Image point grounding data
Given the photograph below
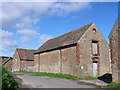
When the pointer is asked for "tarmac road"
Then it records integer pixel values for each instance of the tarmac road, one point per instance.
(37, 81)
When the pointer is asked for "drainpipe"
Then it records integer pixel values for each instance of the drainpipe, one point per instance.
(38, 62)
(60, 62)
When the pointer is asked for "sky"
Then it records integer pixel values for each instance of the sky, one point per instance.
(29, 24)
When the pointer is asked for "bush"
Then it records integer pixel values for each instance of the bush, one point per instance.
(7, 80)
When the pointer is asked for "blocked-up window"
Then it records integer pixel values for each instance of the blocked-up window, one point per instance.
(95, 48)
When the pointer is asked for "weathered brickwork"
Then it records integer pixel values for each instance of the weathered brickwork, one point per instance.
(36, 57)
(24, 64)
(8, 65)
(6, 62)
(113, 38)
(69, 60)
(86, 53)
(50, 62)
(16, 62)
(76, 58)
(23, 60)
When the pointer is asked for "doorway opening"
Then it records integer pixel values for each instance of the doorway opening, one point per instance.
(95, 66)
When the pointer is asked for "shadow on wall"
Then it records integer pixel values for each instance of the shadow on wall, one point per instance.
(107, 78)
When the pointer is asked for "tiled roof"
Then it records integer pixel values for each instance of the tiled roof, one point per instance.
(26, 54)
(65, 39)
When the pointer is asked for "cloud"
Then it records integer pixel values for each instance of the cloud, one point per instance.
(21, 15)
(44, 38)
(27, 35)
(8, 43)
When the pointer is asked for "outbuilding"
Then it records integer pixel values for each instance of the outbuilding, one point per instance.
(23, 60)
(81, 52)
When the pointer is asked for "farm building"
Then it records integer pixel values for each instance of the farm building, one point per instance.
(81, 52)
(114, 39)
(23, 60)
(6, 62)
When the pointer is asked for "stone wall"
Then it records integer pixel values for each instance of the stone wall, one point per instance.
(86, 63)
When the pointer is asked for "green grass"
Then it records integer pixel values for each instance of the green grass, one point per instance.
(89, 77)
(114, 85)
(66, 76)
(7, 80)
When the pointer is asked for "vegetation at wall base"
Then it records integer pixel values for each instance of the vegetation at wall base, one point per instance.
(114, 85)
(66, 76)
(7, 80)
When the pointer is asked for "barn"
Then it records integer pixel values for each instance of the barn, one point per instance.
(81, 52)
(6, 62)
(23, 60)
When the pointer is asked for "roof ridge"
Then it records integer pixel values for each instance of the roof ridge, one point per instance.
(71, 31)
(24, 49)
(65, 39)
(67, 33)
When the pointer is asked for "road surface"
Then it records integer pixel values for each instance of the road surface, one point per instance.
(37, 81)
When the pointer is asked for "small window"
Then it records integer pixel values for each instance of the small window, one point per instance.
(95, 48)
(95, 59)
(94, 30)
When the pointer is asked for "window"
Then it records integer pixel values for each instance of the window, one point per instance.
(94, 30)
(95, 59)
(95, 48)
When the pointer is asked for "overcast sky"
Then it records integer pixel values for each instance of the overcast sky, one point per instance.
(29, 24)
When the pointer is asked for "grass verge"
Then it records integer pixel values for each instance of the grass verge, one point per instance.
(7, 80)
(66, 76)
(114, 85)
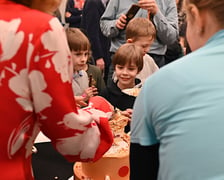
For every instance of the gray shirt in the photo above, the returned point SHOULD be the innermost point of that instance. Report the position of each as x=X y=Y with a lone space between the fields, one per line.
x=166 y=22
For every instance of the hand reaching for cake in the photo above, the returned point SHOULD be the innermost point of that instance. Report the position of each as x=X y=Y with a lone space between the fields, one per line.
x=127 y=113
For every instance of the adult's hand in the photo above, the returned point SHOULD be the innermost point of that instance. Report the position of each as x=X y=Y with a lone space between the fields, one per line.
x=149 y=5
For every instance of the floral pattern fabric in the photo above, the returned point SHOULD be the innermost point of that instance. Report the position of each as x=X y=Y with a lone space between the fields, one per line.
x=36 y=94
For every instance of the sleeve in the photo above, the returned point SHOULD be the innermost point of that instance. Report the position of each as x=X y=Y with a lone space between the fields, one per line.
x=142 y=130
x=167 y=24
x=108 y=20
x=76 y=134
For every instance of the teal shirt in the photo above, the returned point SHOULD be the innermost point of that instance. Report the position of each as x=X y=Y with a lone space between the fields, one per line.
x=182 y=107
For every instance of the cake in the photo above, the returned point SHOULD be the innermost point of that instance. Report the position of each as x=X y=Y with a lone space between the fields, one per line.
x=114 y=165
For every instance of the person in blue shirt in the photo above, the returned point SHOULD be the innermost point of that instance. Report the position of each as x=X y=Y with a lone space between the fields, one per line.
x=177 y=134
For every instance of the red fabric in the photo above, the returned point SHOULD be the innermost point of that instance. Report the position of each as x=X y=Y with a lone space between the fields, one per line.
x=36 y=94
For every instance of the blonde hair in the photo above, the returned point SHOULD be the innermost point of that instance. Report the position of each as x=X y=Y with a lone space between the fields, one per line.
x=140 y=27
x=77 y=40
x=216 y=7
x=47 y=6
x=129 y=53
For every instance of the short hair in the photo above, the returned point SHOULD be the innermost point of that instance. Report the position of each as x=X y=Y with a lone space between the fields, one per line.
x=140 y=27
x=216 y=8
x=77 y=40
x=128 y=53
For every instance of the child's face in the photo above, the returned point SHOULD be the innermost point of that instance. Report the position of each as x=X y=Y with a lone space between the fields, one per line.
x=126 y=74
x=144 y=43
x=79 y=59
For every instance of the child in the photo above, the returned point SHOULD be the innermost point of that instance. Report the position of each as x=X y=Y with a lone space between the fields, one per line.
x=128 y=62
x=141 y=32
x=97 y=77
x=80 y=49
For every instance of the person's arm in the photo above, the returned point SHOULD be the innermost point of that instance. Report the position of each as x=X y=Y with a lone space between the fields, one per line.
x=144 y=161
x=76 y=134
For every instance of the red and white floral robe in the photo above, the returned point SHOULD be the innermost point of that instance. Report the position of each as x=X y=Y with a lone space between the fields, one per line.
x=36 y=94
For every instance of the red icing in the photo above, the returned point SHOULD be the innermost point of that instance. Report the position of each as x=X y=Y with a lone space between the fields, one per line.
x=123 y=171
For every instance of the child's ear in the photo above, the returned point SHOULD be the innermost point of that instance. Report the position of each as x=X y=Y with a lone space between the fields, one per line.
x=129 y=40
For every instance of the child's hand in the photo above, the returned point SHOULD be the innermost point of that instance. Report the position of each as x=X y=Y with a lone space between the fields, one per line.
x=80 y=101
x=149 y=5
x=89 y=92
x=127 y=113
x=121 y=22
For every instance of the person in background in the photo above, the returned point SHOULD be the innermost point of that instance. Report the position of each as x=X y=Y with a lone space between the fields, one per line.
x=141 y=32
x=73 y=12
x=163 y=14
x=178 y=48
x=183 y=125
x=36 y=93
x=80 y=48
x=128 y=62
x=100 y=44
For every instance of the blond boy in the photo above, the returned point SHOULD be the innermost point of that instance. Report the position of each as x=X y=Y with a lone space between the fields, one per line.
x=142 y=32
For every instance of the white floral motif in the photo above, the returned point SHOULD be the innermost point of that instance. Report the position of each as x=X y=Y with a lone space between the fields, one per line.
x=89 y=140
x=17 y=137
x=41 y=99
x=19 y=85
x=61 y=66
x=13 y=39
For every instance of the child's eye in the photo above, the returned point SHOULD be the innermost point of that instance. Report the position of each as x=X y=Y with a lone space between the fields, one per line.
x=120 y=67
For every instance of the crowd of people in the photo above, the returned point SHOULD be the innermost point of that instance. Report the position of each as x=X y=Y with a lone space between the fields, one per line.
x=50 y=71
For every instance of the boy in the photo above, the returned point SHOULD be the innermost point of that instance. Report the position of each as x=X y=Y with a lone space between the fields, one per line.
x=142 y=32
x=80 y=50
x=128 y=62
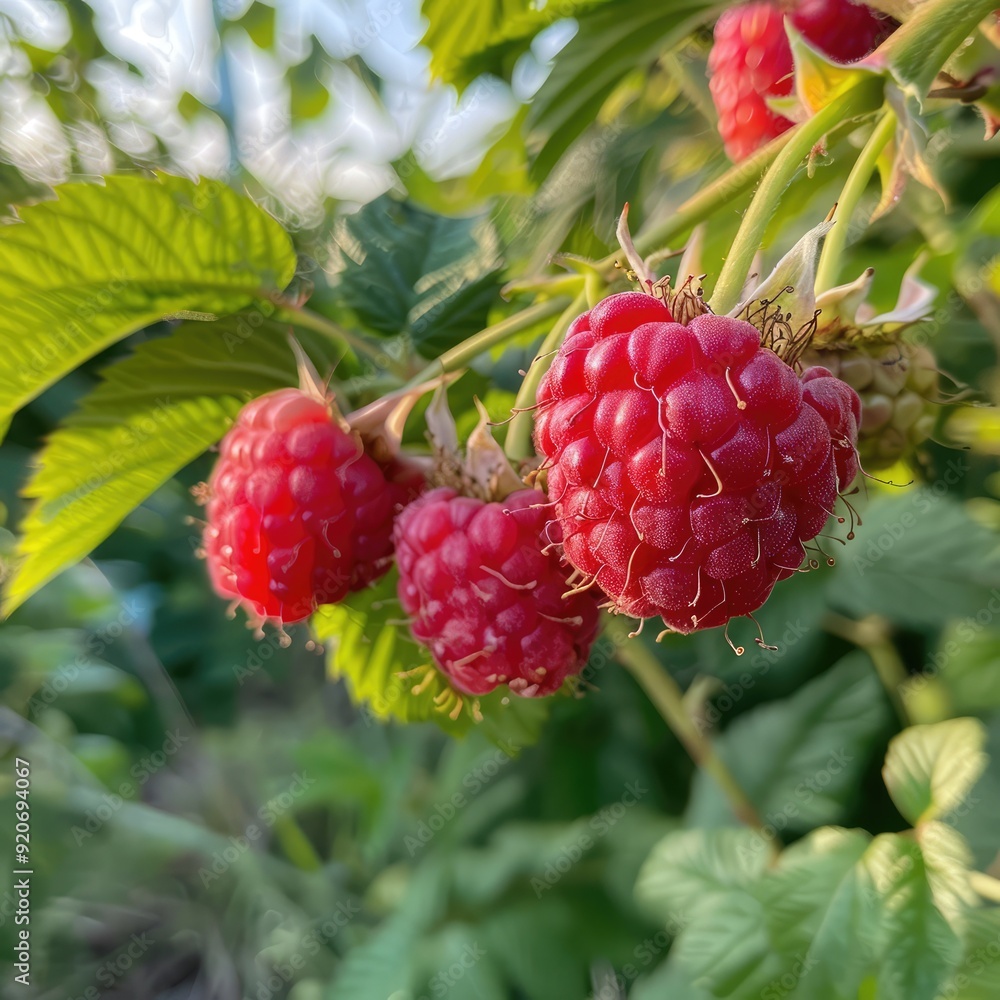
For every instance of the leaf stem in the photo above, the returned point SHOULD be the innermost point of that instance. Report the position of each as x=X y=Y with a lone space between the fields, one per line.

### PROBLEM STATEMENT
All the lines above are to be given again exactly as they read, with the pictures removed.

### EXPECTED ANSWER
Given the photograph below
When the pointer is asked for "tarmac road"
Then it records integer pixel values for each instance of the tarmac road, one point per instance.
(37, 81)
When the pointer is asked for "drainpipe"
Then it records integer pixel values for each instance of the drainpipe, one point per instance.
(38, 62)
(60, 62)
When the pointer is asked for "sky"
Then it records integer pixel values for each instance of the sky, one point per instance.
(29, 24)
When the pointer is asked for "bush"
Then it records integer pixel values for each instance of the bush, one point per instance.
(7, 80)
When the pointer is asked for "blocked-up window"
Then it records integer pixel values for each instance of the blocked-up window, one point per instance.
(95, 48)
When the pointer is asked for "weathered brickwork"
Then it records integer pixel values for each instance of the weathered brickwork, one point per instance.
(36, 57)
(24, 64)
(8, 65)
(6, 62)
(113, 38)
(69, 60)
(86, 53)
(50, 62)
(16, 62)
(76, 58)
(23, 60)
When the pointer is asked for "doorway opening"
Then it records integer pixel values for each instance of the doorway opening, one point per instance.
(95, 66)
When the pointer is asked for "shadow on wall"
Then it records integer pixel values for each instance of the shadow on wall, one point per instance.
(107, 78)
When the pointer is asked for "tiled roof"
Then it records integer pixel values for each instance of the tiled roof, one point per instance.
(26, 54)
(65, 39)
When the pointer is asked for "cloud"
Then it records integer pixel values for each instance of the cloud, one point per instance.
(21, 15)
(44, 38)
(27, 35)
(8, 43)
When the pointer is asked for "outbuilding"
Then it records integer pixel values for each instance of the outbuilding, one point per instance.
(23, 60)
(81, 52)
When the pointer is asked for "farm building"
Then it records integer pixel values for each instance of the farm building, one point per instance.
(81, 52)
(114, 39)
(23, 60)
(6, 62)
When the pointer is asked for "stone wall"
Then it records integer pixel values for each instance of the stone wall, one point per instance.
(86, 63)
When the pointer is asked for "green grass"
Then it records integer pixel values for each instance of the green grass, one point per instance.
(89, 77)
(114, 85)
(66, 76)
(7, 80)
When the pointer is asked for "vegetation at wall base"
Then it records integer pixel values for each instance of the vegetation at wall base, one point per instance.
(114, 85)
(66, 76)
(7, 80)
When the pointer is asked for "barn"
Then it records integer pixel values for each instance of the barn, one point per instance.
(81, 52)
(6, 62)
(23, 60)
When the pointer is asked for "roof ridge"
Then it records integer pixel values for each instance of the roof ridge, one point per instance.
(71, 31)
(24, 49)
(65, 39)
(67, 33)
When the pointer is asked for "road surface"
Then it records integer pixel values for each instance of the road surface, one point per instance.
(37, 81)
When the pointer is asked for "small window"
Then it records integer pixel values for each instance of the small window, one point per instance.
(95, 48)
(95, 59)
(94, 30)
When the pointer is asked for "window"
Then it records integer pixel values for each instance of the window, one point per instance.
(94, 30)
(95, 59)
(95, 48)
When the pointer is asked for "overcast sky"
Then it records integer pixel values for each instance of the overcast sky, one point per instance.
(29, 24)
When the pointer is asked for "grass verge"
Then it records integer pixel values for each instance of the grass verge, one point per instance.
(7, 80)
(66, 76)
(114, 85)
For every instance of the gray shirt in the photo above, the returned point SHOULD be the innermost point of that instance. Report the position of each as x=X y=Y with a lone space between the fields, one per line.
x=166 y=22
For every instance of the hand reaching for cake in the photo above, the returned point SHOULD be the innermost point of that instance. Report the position of each as x=X y=Y with a lone space between the fields, one per line.
x=127 y=113
For every instance of the adult's hand in the photo above, the returned point SHOULD be the innermost point of that instance. Report the position of each as x=X y=Y with a lone space between the fields, one per line.
x=149 y=5
For every instance of the floral pattern fabric in the photo above, the returned point SHOULD be the innermost point of that instance. Report the position of each as x=X y=Y with a lone space between the fields, one per line.
x=36 y=94
For every instance of the sleeve in the photo above, the returned point SHOULD be the innermost point of that instance. Report the position of each as x=X y=Y with a lone space between the fields, one per line.
x=142 y=130
x=167 y=24
x=108 y=20
x=76 y=134
For every instance of the teal shirt in the photo above, the returned point SHOULD be the innermost point of that instance. Report the position of each as x=X y=Y with a lone space between the fields, one per line.
x=182 y=107
For every instance of the cake in the photo above, the returned point SHOULD be the innermost point of that instance. Report the position of each as x=X y=Y with a lone space between the fields, one per line.
x=114 y=165
For every instance of the person in blue shirt in the photo above, the returned point SHOULD be the innermost point of that instance. Report the position of each as x=X y=Y with a lone space between the fields, one per line.
x=177 y=134
For every instance of the red fabric in the photo above, the returned point SHOULD be the innermost point of that instance. Report the position of each as x=X y=Y with a lone space between the fields, one per line.
x=36 y=94
For every instance of the blonde hair in the photo above, the returned point SHOULD be the innermost point of that instance. Report the position of each as x=X y=Y with a lone space between the fields, one per line.
x=140 y=27
x=77 y=40
x=216 y=7
x=47 y=6
x=129 y=53
For every instance of the short hair in the photo above, the returned point SHOULD be the innermost point of that instance. Report the position of each as x=X y=Y with a lone space between the fields, one per line.
x=140 y=27
x=216 y=8
x=77 y=40
x=128 y=53
For every instance of the child's face in the photo above, the returned point SHOULD be the innermost point of that instance. Report the position of each as x=X y=Y with a lone space between the fields, one per line.
x=126 y=74
x=144 y=43
x=79 y=59
For every instance of the child in the photo above, the returned point SHOULD be the innermost point of that instance. Report the position of each as x=X y=Y with a lone space between the fields, one per line.
x=128 y=62
x=141 y=32
x=97 y=77
x=80 y=49
For every instance of the person's arm in the photo above, the returned point SHOULD be the innermost point of that instance. Report the position of each as x=X y=Y with a lone space between the fields, one per line.
x=144 y=161
x=76 y=134
For every instance of the red and white floral robe in the photo above, the returned point SHOULD be the innermost point of that instance. Report the position of each as x=X y=Y with a lone space between the fields, one per line.
x=36 y=94
For every instance of the red icing in the photo above, the returned point SHOULD be the innermost point of that instance. Report the position of each as x=X y=Y with a lone space between the fields, one per line.
x=123 y=171
For every instance of the child's ear in the photo above, the returned point SHOULD be the innermost point of that instance. Report the position of each as x=X y=Y with a lone space between the fields, one per line.
x=129 y=40
For every instance of the child's hand in the photo above, the returned point SHOULD be the innermost point of that instance. Report the position of each as x=X y=Y with a lone space between the fields, one per line.
x=80 y=101
x=149 y=5
x=89 y=92
x=127 y=113
x=121 y=22
For every instance of the person in background in the photo above, the returned point SHOULD be the innermost point of that instance. Report the position of each as x=X y=Y with a lone space between the fields, one per line.
x=141 y=32
x=73 y=12
x=163 y=14
x=178 y=48
x=183 y=125
x=36 y=93
x=80 y=48
x=128 y=62
x=100 y=44
For every instance of the blond boy in the photo above, the returned point SHOULD be the innermost point of that instance. Report the position of each as x=X y=Y with a lone space between the fields, one per line.
x=142 y=32
For every instance of the white floral motif in the photo above, the returned point SHOULD be the innermost point of that instance. Report the position of each as x=X y=Y with a lone space between the fields, one per line.
x=89 y=140
x=17 y=137
x=41 y=99
x=19 y=85
x=61 y=66
x=13 y=39
For every instance of the child's eye in the photo above, the returned point SHOULD be the innermost point of that instance. Report the position of each as x=X y=Y with a lone space between the fields, one per line.
x=120 y=67
For every instance of the crowd of people in the photo above, the returned point SHOULD be the innermost point of that instance. Report the position of each as x=X y=Y with a lone space between the fields, one per line.
x=50 y=71
For every instance of the boy in the photo above, the returned point SHOULD be the innermost point of that instance. Report the position of each as x=X y=Y with a lone space between the fields, one per line.
x=142 y=32
x=80 y=50
x=128 y=62
For every instance of the leaf stem in the photo above, the returned point SHOULD be the innermost point of that instance. Report the position of each as x=X y=Y with a lone space between the fields, one per line.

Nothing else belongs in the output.